YOUR INSTRUCTIONS → Look through the records and copy every line in which "post" appears.
BEGIN
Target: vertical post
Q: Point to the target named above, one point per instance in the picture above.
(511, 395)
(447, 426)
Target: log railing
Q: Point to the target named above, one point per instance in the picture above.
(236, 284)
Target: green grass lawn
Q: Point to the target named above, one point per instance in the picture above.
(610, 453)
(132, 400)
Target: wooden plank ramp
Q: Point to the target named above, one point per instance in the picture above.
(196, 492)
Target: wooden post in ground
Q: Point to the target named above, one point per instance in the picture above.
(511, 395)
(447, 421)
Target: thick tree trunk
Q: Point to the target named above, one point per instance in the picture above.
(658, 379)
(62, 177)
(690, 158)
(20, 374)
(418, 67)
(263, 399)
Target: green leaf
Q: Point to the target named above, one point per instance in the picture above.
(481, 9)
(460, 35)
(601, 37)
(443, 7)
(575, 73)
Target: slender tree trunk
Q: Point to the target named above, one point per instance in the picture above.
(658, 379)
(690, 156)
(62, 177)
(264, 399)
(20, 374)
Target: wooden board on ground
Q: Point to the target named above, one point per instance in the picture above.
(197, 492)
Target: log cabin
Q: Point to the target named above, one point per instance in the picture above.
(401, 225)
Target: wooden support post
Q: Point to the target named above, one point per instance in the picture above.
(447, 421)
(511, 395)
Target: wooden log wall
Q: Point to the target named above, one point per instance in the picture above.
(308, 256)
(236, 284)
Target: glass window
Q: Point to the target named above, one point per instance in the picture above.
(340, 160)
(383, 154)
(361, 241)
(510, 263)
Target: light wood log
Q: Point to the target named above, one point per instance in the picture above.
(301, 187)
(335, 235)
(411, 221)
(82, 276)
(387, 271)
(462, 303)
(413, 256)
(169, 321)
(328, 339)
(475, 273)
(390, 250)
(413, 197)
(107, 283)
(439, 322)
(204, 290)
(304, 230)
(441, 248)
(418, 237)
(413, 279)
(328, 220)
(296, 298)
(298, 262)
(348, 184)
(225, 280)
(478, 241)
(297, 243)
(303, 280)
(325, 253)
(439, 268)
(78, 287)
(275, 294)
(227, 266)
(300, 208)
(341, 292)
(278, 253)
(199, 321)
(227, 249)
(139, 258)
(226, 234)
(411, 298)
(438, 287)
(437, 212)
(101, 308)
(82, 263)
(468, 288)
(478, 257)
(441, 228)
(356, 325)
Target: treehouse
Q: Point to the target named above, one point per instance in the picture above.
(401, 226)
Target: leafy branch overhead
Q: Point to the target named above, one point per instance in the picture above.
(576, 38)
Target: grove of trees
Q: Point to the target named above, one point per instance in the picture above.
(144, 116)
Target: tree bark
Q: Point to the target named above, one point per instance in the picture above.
END
OUTPUT →
Target: vertical post
Target: wooden post in ground
Target: wooden support post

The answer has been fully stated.